-- Alıştırma A --
Aşağıdaki okul masrafları yazısından bir bölümü olduğu gibi tekrar yazın: "2025-2026 eğitim-öğretim yılına" sözlerinin geçtiği yerden başlayın, "iktidarının 23’üncü yılındayız." sözlerinden sonra durun.

-- Sayfa Metni --
----

2025-2026 Eğitim Öğretim Yılı Başlıyor, Açlık Sınırında Yaşayan İşçi Emekçi Halkımız Yine Canhıraş Haykırıyor: “Cep Delik, Cepken Delik, Okul Masraflarını Netsek, Neylesek?”

26.09.2025
363
A+
A-

Prof. Dr. Özler Çakır

2025-2026 Eğitim Öğretim Yılı Başlıyor, Açlık Sınırında Yaşayan İşçi Emekçi Halkımız Yine Canhıraş Haykırıyor: “Cep Delik, Cepken Delik, Okul Masraflarını Netsek, Neylesek?”

2025-2026 eğitim-öğretim yılına da tepemize çökertilen Halk düşmanı AKP’giller iktidarında başlıyoruz.  Ekonominin çökertildiği, insanlarımızın ocağına azgınlaştırılan işsizlik ve pahalılıkla incir ağacı dikildiği, enflasyonun alıp başını gittiği, işçilerimizin-emekçilerimizin-emeklilerimizin açlık sınırın altında ücretlere, maaşlara mahkûm edildiği, anaların-babaların ağlayarak “Açız, aç, çocuklarımız aç!” diye feryat ettiği, Yüzyılın Felaketi hain AKP’giller iktidarının 23’üncü yılındayız.

Ülkemizin böylesine yangın yerine çevrildiği bu ortamda halkımız çocuklarını okutabilmek için doluya koysa almıyor, boşa koysa dolmuyor, kıvrım kıvrım kıvranıyor! Nasıl kıvranmasın ki? Enflasyon Araştırma Grubu ENAG, Tüketici Fiyat Endeksinin 2025 Ağustos’unda %3,23 arttığını, yıllık enflasyonun %65,49 olduğunu açıklıyor. (https://www.bbc.com/turkce/articles/c98782lk2wro)

CHP Karabük Milletvekili Cevdet Akay, yaptıkları araştırmanın sonuçlarına göre, 2018 yılından bu yana bir ilkokul öğrencisinin yıllık okul maliyetinin 6 bin 691 liradan 56 bin 84 liraya çıktığını ve bunun yüzde 738 oranında artışa tekabül ettiğini söylüyor. (https://www.ankahaber.net/haber/detay/cevdet_akay_bir_ilkokul_ogrencisinin_yillik_okul_maliyeti_yuzde_738_artarak_56_bin_84_liraya_cikti_195394)

TEDMEM’in  OECD ve UNICEF raporlarında yer alan verilerden de yararlanarak hazırladığı 2024 Eğitim Değerlendirme Raporu’nda (https://tedmem.org/yayinlar-detay/2024-egitim-degerlendirme-raporu) yer alan istatistikler de halkımızın, velilerimizin omuzlarına yüklenen eğitim harcamalarını çarpıcı biçimde ortaya koyuyor.

----

-- Alıştırma Malzemesi --
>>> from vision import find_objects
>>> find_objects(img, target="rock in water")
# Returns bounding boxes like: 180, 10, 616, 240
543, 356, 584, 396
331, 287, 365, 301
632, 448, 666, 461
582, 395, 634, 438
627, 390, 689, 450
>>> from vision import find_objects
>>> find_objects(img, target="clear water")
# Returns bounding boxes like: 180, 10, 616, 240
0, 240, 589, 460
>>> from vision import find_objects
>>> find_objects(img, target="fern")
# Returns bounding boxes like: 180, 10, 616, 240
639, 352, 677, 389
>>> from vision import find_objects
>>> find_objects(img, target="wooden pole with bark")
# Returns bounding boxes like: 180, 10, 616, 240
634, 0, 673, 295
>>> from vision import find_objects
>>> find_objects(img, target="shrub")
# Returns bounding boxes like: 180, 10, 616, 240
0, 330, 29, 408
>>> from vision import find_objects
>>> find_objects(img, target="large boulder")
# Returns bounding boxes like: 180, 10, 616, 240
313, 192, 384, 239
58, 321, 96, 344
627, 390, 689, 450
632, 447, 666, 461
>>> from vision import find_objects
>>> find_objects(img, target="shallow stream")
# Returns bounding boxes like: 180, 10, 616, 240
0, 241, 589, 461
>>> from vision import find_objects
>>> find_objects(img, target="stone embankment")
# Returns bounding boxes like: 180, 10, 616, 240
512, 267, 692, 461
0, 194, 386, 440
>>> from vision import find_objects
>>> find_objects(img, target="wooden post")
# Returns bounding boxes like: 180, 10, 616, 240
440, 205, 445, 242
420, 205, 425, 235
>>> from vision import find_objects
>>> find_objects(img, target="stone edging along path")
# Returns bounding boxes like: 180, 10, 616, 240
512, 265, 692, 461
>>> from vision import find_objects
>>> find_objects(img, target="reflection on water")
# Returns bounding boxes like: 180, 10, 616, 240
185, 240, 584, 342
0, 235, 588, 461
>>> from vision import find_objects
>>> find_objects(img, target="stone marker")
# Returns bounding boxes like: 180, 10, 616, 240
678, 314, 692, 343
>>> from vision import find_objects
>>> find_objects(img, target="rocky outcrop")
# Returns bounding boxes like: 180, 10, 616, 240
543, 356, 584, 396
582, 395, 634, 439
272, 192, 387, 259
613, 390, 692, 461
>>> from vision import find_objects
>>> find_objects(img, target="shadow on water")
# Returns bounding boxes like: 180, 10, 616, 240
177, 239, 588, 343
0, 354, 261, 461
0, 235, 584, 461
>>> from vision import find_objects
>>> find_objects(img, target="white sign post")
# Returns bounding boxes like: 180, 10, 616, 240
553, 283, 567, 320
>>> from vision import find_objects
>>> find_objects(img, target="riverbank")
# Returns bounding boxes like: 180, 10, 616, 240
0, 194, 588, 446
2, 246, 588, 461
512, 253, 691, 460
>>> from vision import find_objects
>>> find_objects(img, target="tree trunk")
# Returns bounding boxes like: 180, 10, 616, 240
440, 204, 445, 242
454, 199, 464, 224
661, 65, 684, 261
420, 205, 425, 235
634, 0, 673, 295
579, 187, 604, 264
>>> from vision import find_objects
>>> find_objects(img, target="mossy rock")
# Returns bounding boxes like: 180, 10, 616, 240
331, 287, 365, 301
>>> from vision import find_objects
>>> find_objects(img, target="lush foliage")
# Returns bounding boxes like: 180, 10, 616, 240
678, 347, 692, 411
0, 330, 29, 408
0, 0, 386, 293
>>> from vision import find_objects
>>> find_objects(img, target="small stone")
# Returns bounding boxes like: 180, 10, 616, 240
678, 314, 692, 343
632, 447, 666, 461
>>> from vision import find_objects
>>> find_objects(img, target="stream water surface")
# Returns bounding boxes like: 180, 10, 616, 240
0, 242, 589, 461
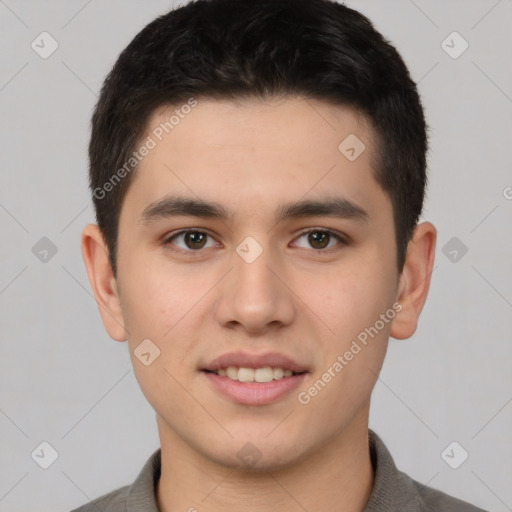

----

-- Alıştırma B --
Yukarıdaki kayıtlarda "stream" kelimesini içeren bütün satırları bulup aynen yazın. Büyük-küçük harf farkı önemlidir.

-- Görevin Cevabı A --
2025-2026 eğitim-öğretim yılına da tepemize çökertilen Halk düşmanı AKP’giller iktidarında başlıyoruz.  Ekonominin çökertildiği, insanlarımızın ocağına azgınlaştırılan işsizlik ve pahalılıkla incir ağacı dikildiği, enflasyonun alıp başını gittiği, işçilerimizin-emekçilerimizin-emeklilerimizin açlık sınırın altında ücretlere, maaşlara mahkûm edildiği, anaların-babaların ağlayarak “Açız, aç, çocuklarımız aç!” diye feryat ettiği, Yüzyılın Felaketi hain AKP’giller iktidarının 23’üncü yılındayız.

-- Görevin Cevabı B --
>>> find_objects(img, target="shallow stream")
>>> find_objects(img, target="stream water surface")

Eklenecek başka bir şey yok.